Ce film, réalisé par le diocèse de Rennes en juin 1996, retrace la vie du dominicain originaire du Minihic-sur-Rance. Malgré son ancienneté, il présente bien le cheminement du Père Lebret, de son enfance à son engagement dans les ordres, de ses premières études et actions sur la côte bretonne à son engagement international. Il donne la parole à des témoins de premier ordre.
Un universitaire rennais présente le Père Lebret
En prologue à ce colloque, Jean-Louis Perrault, maître de conférences en économie à l’Université Rennes 1, nous éclaire sur la vision d’une économie humaine par le Père Lebret. Extrait de son interview (lire le texte complet dans Église en Ille-et-Vilaine n°279, octobre 2016).
Pour le Père Lebret, l’esprit de système était incompatible avec l’idée d’une société en mouvement.
Comment situer le Père Lebret à son époque ?
Le P. Lebret exerce la plus grande influence après-guerre. C’est l’époque où des grands et des petits pays peuvent prétendre à l’indépendance. Et aussi, l’époque où les pays industrialisés imaginent constituer un modèle. Le Père Lebret, fort de ses expériences auprès des marins de Saint-Malo et de ses recherches sur le développement « Le nouveau nom de la Paix », fait partie de ces experts qui sont appelés sur le terrain par les appareils politiques locaux et nationaux. L’administration de la Ve République envoie les universitaires des équipes de François Perroux (1903-1987), comme Gérard de Bernis (1928-2010), par exemple, au Sénégal ou en Algérie.
En effet, les doctrines politiques n’offrent pas de réponse au dilemme que constitue le retrait des métropoles face à la pauvreté de ces pays, désormais indépendants mais confrontés à des difficultés nouvelles. Les questions de développement ou de Tiers nations ou Tiers-Monde, sont nouvelles. Lebret représentera ainsi le Saint-Siège à la première CNUCED, la Conférence des Nations Unies pour le Commerce et le Développement, en 1965, un an avant sa disparition.
--------------------
Exercice proposé A >> Transcrivez tel quel le passage de l'extrait sur le Père Lebret qui s'ouvre sur les mots « Ce film, réalisé » et se termine par « son époque ? ».
Exercice proposé B >> Relevez toutes les personnes désignées par leur nom dans l'extrait sur le Père Lebret.
Exercice proposé C >> Poursuivez l'extrait sur le Père Lebret au-delà de sa dernière phrase.
Les entrées qui suivent proviennent d'une autre source que l'extrait sur le Père Lebret.
--------------------
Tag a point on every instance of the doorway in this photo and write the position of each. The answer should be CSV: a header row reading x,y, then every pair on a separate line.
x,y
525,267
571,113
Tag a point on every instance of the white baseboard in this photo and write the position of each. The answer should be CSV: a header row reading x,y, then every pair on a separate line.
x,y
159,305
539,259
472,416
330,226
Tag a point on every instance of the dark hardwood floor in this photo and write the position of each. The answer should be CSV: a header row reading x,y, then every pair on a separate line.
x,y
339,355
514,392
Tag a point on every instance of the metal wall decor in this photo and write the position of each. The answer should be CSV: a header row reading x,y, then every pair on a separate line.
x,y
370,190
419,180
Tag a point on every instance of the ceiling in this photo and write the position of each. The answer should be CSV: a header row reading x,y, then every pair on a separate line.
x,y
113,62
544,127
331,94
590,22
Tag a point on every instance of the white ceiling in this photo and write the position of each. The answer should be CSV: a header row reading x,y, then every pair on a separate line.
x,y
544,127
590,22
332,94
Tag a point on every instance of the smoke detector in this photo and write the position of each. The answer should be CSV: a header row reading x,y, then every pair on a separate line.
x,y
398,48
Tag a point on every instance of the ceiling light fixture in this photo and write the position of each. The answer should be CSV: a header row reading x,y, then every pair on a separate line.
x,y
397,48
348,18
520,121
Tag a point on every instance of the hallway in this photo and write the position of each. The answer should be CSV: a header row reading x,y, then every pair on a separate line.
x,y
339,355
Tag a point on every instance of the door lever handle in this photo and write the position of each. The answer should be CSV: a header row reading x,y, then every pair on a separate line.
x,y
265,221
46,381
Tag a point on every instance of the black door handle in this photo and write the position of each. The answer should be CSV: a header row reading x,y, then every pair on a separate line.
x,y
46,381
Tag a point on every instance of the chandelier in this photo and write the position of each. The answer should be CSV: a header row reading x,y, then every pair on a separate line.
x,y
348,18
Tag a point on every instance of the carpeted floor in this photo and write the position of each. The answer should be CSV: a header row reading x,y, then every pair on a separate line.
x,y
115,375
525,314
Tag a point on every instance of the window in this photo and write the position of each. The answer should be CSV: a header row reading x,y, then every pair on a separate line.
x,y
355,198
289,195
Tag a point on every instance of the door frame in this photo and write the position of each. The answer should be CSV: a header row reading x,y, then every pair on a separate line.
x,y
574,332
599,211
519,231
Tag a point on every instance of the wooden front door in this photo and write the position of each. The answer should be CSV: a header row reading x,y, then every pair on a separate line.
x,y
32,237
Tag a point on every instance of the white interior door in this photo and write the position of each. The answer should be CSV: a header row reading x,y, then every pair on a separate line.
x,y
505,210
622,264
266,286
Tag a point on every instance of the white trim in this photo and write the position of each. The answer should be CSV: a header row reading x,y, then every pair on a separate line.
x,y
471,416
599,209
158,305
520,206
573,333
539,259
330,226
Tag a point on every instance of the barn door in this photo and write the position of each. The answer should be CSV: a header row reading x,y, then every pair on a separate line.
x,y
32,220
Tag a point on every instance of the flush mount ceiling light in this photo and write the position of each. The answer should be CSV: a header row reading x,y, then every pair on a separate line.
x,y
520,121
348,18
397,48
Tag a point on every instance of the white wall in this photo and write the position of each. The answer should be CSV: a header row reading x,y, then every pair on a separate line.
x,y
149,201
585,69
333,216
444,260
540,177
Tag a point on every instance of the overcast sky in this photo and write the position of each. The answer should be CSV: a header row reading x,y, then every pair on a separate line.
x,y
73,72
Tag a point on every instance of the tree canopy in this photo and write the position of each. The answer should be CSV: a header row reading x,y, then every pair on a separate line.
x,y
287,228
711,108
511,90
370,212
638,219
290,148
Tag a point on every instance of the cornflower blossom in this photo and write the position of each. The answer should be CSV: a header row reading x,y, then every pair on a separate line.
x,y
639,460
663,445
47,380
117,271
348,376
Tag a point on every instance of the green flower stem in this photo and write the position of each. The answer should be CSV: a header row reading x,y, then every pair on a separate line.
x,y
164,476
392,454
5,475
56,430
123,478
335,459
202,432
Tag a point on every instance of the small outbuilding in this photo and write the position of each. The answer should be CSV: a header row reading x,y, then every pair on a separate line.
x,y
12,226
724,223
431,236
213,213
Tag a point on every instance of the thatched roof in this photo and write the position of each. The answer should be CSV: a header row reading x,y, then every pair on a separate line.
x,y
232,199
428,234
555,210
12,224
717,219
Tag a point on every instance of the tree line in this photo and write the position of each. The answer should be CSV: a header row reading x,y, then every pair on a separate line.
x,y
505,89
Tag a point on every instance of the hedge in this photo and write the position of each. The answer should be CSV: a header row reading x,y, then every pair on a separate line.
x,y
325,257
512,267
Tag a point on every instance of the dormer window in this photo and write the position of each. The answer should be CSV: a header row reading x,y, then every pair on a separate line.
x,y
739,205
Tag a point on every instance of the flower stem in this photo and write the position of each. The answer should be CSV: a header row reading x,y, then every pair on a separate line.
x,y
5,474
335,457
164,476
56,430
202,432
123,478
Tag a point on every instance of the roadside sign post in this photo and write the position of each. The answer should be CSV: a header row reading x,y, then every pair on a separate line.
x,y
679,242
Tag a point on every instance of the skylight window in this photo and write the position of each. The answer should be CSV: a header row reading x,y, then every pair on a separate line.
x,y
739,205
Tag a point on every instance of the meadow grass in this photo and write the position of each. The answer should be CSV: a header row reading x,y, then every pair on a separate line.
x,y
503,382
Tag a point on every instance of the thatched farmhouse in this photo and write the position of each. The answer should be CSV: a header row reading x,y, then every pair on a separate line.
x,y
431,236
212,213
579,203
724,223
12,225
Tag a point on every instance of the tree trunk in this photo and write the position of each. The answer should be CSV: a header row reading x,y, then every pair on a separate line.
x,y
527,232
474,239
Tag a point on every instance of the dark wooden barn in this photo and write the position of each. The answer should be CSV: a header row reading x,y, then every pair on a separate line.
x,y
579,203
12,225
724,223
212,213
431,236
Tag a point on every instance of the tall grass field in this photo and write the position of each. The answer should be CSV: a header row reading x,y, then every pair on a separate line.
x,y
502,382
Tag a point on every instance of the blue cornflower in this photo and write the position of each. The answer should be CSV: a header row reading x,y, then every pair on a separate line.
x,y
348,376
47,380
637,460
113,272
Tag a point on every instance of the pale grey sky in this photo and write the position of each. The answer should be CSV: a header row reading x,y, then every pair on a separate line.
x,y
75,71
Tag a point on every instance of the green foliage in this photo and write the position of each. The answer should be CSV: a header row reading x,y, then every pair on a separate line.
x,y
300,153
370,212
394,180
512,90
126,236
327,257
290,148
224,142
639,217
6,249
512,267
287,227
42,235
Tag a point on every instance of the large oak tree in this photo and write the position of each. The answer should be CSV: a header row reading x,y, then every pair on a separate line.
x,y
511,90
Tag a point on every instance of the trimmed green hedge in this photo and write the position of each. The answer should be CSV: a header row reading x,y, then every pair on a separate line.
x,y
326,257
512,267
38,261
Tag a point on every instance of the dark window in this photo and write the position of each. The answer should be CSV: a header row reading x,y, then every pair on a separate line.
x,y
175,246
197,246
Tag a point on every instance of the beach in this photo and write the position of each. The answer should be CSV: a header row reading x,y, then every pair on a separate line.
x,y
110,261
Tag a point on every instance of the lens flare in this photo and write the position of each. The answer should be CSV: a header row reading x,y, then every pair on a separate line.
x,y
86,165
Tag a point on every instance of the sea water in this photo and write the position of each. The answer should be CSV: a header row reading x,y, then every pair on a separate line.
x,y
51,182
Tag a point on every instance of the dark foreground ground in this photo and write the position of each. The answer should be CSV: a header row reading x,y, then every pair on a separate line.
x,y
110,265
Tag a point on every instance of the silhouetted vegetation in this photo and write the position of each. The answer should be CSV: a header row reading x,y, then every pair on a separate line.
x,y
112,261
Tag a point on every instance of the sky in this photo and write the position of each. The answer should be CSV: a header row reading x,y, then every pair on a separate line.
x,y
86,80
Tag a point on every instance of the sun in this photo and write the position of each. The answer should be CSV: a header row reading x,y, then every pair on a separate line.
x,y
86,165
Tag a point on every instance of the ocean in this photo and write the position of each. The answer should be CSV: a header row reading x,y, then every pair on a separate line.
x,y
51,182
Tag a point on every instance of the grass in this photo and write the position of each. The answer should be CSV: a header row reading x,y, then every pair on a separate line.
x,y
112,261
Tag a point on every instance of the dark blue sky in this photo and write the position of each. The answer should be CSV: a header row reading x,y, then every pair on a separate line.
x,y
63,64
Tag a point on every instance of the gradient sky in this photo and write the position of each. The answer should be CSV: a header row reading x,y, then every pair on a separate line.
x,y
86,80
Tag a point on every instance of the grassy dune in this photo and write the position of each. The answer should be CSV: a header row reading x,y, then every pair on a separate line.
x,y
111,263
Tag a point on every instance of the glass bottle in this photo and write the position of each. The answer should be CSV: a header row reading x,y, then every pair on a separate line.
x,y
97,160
--------------------
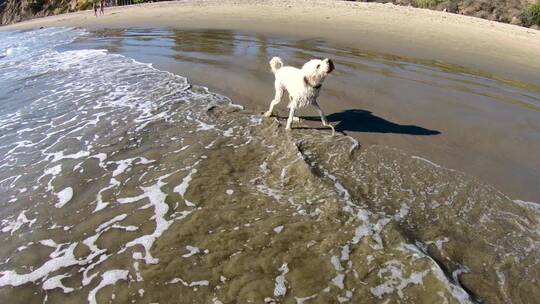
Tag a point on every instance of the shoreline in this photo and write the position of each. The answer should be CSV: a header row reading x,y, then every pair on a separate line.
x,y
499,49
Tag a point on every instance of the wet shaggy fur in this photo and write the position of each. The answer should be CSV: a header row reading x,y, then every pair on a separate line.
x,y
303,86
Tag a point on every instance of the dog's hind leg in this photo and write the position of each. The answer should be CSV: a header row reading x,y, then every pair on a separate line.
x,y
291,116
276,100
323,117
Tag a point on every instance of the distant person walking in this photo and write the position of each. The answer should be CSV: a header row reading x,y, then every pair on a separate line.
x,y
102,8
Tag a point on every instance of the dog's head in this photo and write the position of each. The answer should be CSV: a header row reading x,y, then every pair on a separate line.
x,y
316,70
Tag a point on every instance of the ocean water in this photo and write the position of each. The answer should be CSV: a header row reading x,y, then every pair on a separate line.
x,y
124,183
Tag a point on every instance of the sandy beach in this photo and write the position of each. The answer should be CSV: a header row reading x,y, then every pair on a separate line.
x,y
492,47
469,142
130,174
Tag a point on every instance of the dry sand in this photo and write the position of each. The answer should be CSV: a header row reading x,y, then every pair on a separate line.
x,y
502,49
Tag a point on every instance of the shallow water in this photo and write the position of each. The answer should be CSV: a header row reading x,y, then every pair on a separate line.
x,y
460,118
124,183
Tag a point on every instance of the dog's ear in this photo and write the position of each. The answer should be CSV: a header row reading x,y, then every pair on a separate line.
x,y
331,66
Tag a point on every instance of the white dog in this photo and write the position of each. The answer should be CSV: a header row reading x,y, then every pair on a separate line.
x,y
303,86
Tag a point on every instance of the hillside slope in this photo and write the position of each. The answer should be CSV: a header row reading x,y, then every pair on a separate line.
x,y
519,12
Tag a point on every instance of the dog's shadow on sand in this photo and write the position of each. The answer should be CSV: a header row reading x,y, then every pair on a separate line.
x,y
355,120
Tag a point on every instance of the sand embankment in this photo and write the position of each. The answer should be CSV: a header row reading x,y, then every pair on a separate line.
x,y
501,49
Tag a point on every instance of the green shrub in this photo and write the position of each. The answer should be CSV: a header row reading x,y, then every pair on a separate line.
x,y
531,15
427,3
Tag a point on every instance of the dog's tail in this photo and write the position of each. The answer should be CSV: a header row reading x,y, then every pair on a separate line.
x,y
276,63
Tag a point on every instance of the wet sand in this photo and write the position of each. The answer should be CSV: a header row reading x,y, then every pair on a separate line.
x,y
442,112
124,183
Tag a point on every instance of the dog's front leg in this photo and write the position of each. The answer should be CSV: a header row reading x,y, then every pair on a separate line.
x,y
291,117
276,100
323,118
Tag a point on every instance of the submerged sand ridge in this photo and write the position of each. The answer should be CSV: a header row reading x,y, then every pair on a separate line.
--------------------
Réponse rédigée A >>
Ce film, réalisé par le diocèse de Rennes en juin 1996, retrace la vie du dominicain originaire du Minihic-sur-Rance. Malgré son ancienneté, il présente bien le cheminement du Père Lebret, de son enfance à son engagement dans les ordres, de ses premières études et actions sur la côte bretonne à son engagement international. Il donne la parole à des témoins de premier ordre.
Un universitaire rennais présente le Père Lebret
En prologue à ce colloque, Jean-Louis Perrault, maître de conférences en économie à l’Université Rennes 1, nous éclaire sur la vision d’une économie humaine par le Père Lebret. Extrait de son interview (lire le texte complet dans Église en Ille-et-Vilaine n°279, octobre 2016).
Pour le Père Lebret, l’esprit de système était incompatible avec l’idée d’une société en mouvement.
Comment situer le Père Lebret à son époque ?

Réponse rédigée B >>
- le Père Lebret
- Jean-Louis Perrault
- François Perroux
- Gérard de Bernis

Réponse rédigée C >>
La pensée du Père Lebret sur l’économie vous semble-t-elle encore d’actualité ?

La pensée du Père Lebret est encore très présente, de fait, dans le champ sociologique (méthodologie de l’enquête-action) et dans le champ de l’urbanisme ou de l’aménagement du territoire.
De plus, par l’intermédiaire d’une autre figure de l’époque, Henri Desroche (1914-1994), on peut observer une forte influence de la pensée lebrétiste dans le domaine de l’économie sociale et solidaire – ESS – selon laquelle, l’organisation de la société, la « montée humaine » doivent être fondés non pas sur la compétition mais sur une organisation cohérente et pensée, et la coopération.
Ceci étant dit, il est indéniable que, comme Perroux, Lebret souffre d’un fort ostracisme dans l’université française. Ce qui n’est pas le cas dans le Sud, au Brésil ou au Sénégal, par exemple, où il existe encore des Centres Lebret très actifs…
Le relatif oubli dans lequel est tombé le Père Lebret, à l’Université, est-il indépassable ?
J’espère que non. Tout le monde sait maintenant que le communisme, d’une part, et le capitalisme débridé, d’autre part, ont posé des promesses (croissance, plein emploi, liberté), en 1945, qui se sont avérées des mystifications. Après l’écroulement des deux modèles, d’autres voies méritent d’être ré-explorées et exigent une méthode, telle que celle définit par Lebret (ou Perroux).
Autre époque, autre contexte, autres observations, autres propositions ; mais, l’appel solennel, qu’ils ont inspiré, à la création collective d’un monde plus juste, plus solidaire, plus fraternel, et qui constitue la trame de l’Encyclique Populorum Progressio [le Père Lebret en est un des auteurs, NDLR], ne peut continuer d’être ignoré.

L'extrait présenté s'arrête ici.